(Pointing and labeling entries)
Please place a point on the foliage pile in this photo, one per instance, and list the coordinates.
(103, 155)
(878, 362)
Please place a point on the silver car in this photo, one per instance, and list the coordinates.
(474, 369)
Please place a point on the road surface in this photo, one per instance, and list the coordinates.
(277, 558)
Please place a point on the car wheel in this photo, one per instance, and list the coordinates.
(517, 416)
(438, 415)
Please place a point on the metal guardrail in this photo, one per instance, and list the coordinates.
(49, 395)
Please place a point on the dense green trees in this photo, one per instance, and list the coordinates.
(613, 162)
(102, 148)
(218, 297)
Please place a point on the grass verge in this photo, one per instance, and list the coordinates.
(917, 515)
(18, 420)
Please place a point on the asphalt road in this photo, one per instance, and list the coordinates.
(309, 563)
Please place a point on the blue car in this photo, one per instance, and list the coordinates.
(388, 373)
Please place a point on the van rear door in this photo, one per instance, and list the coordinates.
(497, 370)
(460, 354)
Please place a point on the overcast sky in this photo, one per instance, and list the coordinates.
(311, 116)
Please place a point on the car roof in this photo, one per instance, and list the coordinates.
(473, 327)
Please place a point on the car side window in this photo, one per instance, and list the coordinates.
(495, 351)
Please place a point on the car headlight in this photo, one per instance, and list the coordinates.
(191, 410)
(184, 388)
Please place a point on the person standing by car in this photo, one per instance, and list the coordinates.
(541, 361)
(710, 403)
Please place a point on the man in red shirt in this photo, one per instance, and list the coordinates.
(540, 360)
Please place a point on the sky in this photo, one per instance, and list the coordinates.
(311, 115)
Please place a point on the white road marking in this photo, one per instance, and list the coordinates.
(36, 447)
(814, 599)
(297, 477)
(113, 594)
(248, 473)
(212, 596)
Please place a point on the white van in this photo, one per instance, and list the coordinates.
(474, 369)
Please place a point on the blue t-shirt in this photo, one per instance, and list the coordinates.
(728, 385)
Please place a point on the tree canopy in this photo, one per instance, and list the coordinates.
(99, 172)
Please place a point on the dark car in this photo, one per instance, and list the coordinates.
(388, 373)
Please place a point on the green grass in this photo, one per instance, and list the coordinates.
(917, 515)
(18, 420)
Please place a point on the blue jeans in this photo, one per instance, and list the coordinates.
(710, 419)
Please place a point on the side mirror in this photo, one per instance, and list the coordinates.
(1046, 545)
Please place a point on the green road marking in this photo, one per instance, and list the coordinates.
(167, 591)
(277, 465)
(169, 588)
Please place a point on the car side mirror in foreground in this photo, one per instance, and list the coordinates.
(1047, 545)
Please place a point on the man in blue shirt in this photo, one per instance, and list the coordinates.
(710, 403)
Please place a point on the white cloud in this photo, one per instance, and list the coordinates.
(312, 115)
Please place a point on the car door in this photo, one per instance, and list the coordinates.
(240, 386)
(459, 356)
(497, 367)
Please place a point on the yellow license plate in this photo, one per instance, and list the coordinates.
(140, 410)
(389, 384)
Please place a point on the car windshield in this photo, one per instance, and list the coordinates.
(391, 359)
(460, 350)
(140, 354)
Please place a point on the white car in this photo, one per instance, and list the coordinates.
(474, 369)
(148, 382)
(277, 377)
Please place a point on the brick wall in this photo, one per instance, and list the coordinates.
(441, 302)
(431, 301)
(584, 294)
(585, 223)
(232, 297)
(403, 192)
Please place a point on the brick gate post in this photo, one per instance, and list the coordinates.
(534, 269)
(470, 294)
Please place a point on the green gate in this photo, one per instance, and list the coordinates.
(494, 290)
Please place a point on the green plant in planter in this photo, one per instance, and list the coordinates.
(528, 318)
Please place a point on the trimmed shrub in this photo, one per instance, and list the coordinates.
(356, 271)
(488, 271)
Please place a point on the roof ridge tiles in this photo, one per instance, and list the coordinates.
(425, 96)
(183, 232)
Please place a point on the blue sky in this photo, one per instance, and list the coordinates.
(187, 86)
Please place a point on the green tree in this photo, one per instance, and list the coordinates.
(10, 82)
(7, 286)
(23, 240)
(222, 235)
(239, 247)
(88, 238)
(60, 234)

• [EXERCISE AIM] Word for word, extract all the records.

• [FULL OUTPUT]
Please place a point on the foliage pile in this photo, one per instance, and list the coordinates.
(103, 155)
(878, 362)
Please place a point on the silver car in this photo, one per instance, and list the coordinates.
(474, 369)
Please place a point on the road surface in this photo, one per instance, and list the coordinates.
(277, 558)
Please place a point on the car wheel in this photo, one per instance, and list the coordinates.
(517, 416)
(438, 415)
Please place a point on the metal guardrail in this photo, one per instance, and list the coordinates.
(49, 395)
Please place a point on the dense green trees in this photo, one per instance, and list the coordinates.
(613, 162)
(102, 148)
(218, 297)
Please place a point on the grass verge in this photo, one per instance, and list the coordinates.
(917, 515)
(18, 420)
Please place a point on the asphalt road in this photo, one per instance, and list the coordinates.
(309, 563)
Please place a point on the blue car in this photo, one per instance, and list the coordinates.
(388, 373)
Please place a point on the van rear door in this photo, one per instance, and list the coordinates.
(497, 370)
(460, 354)
Please place a point on the overcast sky in this photo, one per instance, and list the coordinates.
(311, 116)
Please place a point on the car roof in this photo, one per instance, and list the coordinates.
(473, 327)
Please place a point on the car side window in this photo, one per instance, and list the coordinates.
(495, 351)
Please place a point on the car headlight in this photo, one per instance, and list the coordinates.
(191, 410)
(184, 388)
Please place a point on the person standing by car in this photo, one per instance, and list the coordinates.
(541, 361)
(710, 403)
Please place a point on the man in red shirt in this photo, one per instance, and list the coordinates.
(540, 360)
Please place a point on the sky in this photo, one per instance, and list the coordinates.
(311, 115)
Please place a point on the white road marking in this photo, one per instance, and list the coordinates.
(36, 447)
(814, 599)
(297, 477)
(113, 594)
(248, 473)
(212, 596)
Please place a point on the white van in this photo, one per instance, and list the coordinates.
(474, 369)
Please place a point on the blue t-shirt in this photo, one per instance, and list the coordinates.
(728, 385)
Please place a point on the tree canopy in this photo, one per instance, and list the coordinates.
(99, 172)
Please place a point on the dark car in this photo, one per instance, and list the coordinates.
(388, 373)
Please place a point on the green grass in this photo, one per instance, and list the coordinates.
(917, 515)
(18, 420)
Please place a point on the blue jeans in this photo, one per instance, and list the coordinates.
(710, 419)
Please place a point on the side mirror in this photo, one per instance, and list the coordinates.
(1046, 545)
Please place a point on the green road marking in this photo, one per instance, and list the coordinates.
(167, 591)
(277, 465)
(169, 588)
Please place a point on the car side mirror in foreground in this photo, one per instance, and list the coordinates.
(1047, 545)
Please place a point on the man in blue shirt in this photo, one per instance, and list the coordinates.
(710, 403)
Please place a point on the white cloud in this photo, one per instance, and list the coordinates.
(312, 115)
Please place a point on the car door in this photo, one per instance, and list the coordinates.
(240, 386)
(459, 356)
(497, 367)
Please place a point on the yellow license plate in this photo, one per instance, and list the coordinates.
(140, 410)
(389, 384)
Please place a point on the car windshield in this photo, one per instance, and list the coordinates.
(391, 359)
(460, 350)
(140, 354)
Please place a point on the white car in this photo, one per instance, and list the coordinates.
(474, 369)
(148, 382)
(277, 377)
Please place a point on the brick wall in this photo, one per instance, and list the coordinates.
(441, 302)
(431, 301)
(584, 294)
(585, 223)
(232, 297)
(403, 192)
Please place a point on the brick gate post in this photo, one per instance, and list the coordinates.
(534, 269)
(470, 294)
Please place a point on the green gate in this photo, one per instance, and list the coordinates.
(494, 290)
Please place a point on the green plant in planter in this photo, one per instance, and list the coordinates.
(528, 318)
Please place a point on the trimmed shrub in this photo, one per instance, and list the coordinates.
(356, 271)
(488, 271)
Please place a point on the roof ridge tiles in this photo, one per instance, and list the coordinates.
(425, 96)
(183, 232)
Please place a point on the blue sky in this photo, one per instance, and list the coordinates.
(187, 86)
Please place a point on the green tree in this photo, one per instance, and list the coordinates.
(10, 82)
(7, 286)
(23, 240)
(222, 235)
(239, 247)
(88, 238)
(60, 234)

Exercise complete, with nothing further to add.